**ABOUT THIS TASK:** From the records below, work out how many lines carry the string "rabbit". Leave out everything but the number.

**TASK INPUT:**

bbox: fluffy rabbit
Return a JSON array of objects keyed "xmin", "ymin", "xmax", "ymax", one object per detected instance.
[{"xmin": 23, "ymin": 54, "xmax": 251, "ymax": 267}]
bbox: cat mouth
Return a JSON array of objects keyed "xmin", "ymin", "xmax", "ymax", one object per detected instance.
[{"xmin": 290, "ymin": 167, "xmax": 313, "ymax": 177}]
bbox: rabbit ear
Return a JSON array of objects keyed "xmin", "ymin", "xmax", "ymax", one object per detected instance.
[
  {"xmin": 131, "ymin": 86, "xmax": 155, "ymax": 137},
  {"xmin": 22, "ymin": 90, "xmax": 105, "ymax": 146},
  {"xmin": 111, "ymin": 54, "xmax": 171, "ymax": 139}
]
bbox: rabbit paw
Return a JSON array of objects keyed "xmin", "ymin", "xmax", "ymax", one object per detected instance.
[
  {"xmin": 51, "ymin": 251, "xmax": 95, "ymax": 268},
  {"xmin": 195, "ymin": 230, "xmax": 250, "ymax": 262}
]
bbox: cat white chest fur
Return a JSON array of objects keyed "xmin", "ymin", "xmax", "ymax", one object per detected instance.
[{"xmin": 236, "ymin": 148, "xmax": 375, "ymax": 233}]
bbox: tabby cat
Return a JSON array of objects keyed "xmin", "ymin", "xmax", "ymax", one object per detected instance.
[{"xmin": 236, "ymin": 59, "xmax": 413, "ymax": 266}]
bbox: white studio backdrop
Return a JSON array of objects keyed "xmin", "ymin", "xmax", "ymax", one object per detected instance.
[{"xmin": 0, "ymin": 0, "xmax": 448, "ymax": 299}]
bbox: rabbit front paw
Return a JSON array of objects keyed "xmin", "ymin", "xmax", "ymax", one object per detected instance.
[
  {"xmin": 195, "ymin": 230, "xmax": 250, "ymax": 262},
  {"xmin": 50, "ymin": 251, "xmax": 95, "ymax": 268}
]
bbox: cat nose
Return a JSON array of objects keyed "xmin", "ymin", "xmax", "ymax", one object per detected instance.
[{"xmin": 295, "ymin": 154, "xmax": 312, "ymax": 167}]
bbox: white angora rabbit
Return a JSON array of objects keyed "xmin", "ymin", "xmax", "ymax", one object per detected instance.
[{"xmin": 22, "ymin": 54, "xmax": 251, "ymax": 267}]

**TASK ANSWER:** 5